Текст для чтения ▸
Анатолий Буйлов вступил в литературу в зрелом возрасте и сразу же с почти зрелой прозой — романом «Большое кочевье», хотя по моему глубокому убеждению, романом это называть еще рано: пока это просто толстая книга, автор которой достоверно и честно, порой до наивности дотошно изображает не только красоты Севера и экзотику редкостной профессии оленевода, но и немыслимые, порой непосильные трудности работы и жизни на Севере.

И вот в этом, в снятии ореола и романтической дымки с облика и профессии северянина, охотника и пастуха, есть главное достоинство первой книги Буйлова. Он как бы приблизил, и приблизил зримо, красочно, порой даже ярко обыденную картину обыденного труда, в обыденной для него, автора, обстановке, среди обыденной для него жестокой и прекрасной природы.

Недавно я пролетал над северными далями нашего необозримого Востока. Был ясный зимний день, и с огромной высоты было отчетливо видно голую, слегка всхолмленную равнину или лесотундру, постепенно переходящую в нагромождения, а затем и громады горных хребтов, посыпанных по южному склону темной порошицей лесов и кустарников, черных, в белых царапинах ледников и неподвижных, морозно светящихся снегов, сдутых с вершин в ущелья. Ни огонька, ни дыма, ни живой души не угадывалось сверху. И только в одном месте возникла накатанная, стеклянно отблескивающая полоса, идущая вдоль какой-то большой реки, извилисто вползающая на склоны и стекающая со склонов, и я понял, что это дорога, и вдруг подумал: «Каково же было кочевать по бездорожью со своим оленьим стадом Толе Буйлову?» — и поежился, представив, как там, внизу, сейчас студено, как долго до весны, до тепла, до встречи с жильем и человеком.

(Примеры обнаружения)
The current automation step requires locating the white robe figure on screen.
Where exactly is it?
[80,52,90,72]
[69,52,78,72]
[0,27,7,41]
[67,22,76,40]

Задания для выполнения ▸
1. Как называется книга, с которой Анатолий Буйлов вошел в литературу, согласно тексту о его прозе?
2. Перепишите часть текста о прозе Буйлова: начните со слов «Анатолий Буйлов вступил», остановитесь после «жизни на Севере.» и замените «оленевода» на «охотника».
3. Напишите продолжение текста о прозе Анатолия Буйлова, начав сразу после его последнего предложения.

Список ответов ▸
1. «Большое кочевье».

2.
Анатолий Буйлов вступил в литературу в зрелом возрасте и сразу же с почти зрелой прозой — романом «Большое кочевье», хотя по моему глубокому убеждению, романом это называть еще рано: пока это просто толстая книга, автор которой достоверно и честно, порой до наивности дотошно изображает не только красоты Севера и экзотику редкостной профессии охотника, но и немыслимые, порой непосильные трудности работы и жизни на Севере.

3.
И все эти ощущения ко мне не с неба свалились, все они были навеяны не только моими воспоминаниями и прошлым опытом жителя Севера, но и книгой А. Буйлова, которого я с первой встречи зауважал за непросто прожитые годы, за серьезность литературных намерений, основательность характера, за хозяйское, мужское отношение к дому, к семье, ко всей нашей неспокойной и очень сложной действительности.

Ему предстоит еще много сделать, и не только на бумаге, но и в себе, с собою, предстоит невероятно трудная школа самоусовершенствования, познания души человеческой «через себя», постижения глубин жизни уже в качестве «пастуха мысли» (да простится мне этот неуклюжий каламбур).

Тигра или медведя и охоту на них изображали и изображают на бумаге многие, и почти всегда «без промаха», ведь уже при одном слове тигр в читателе сами собой возникают интерес и волнение, если даже читатель видел тигра только в фильме. И, может быть, именно поэтому происходит мгновенное доверие к автору, пугливое к нему почтение: шутка ли, сам, своими глазами видел! Живого! Да еще и «повязал» не одного, а аж восемнадцать штук! Такого автора надо немедленно печатать, хвалить, давать ему премии и уж как минимум принимать в Союз писателей.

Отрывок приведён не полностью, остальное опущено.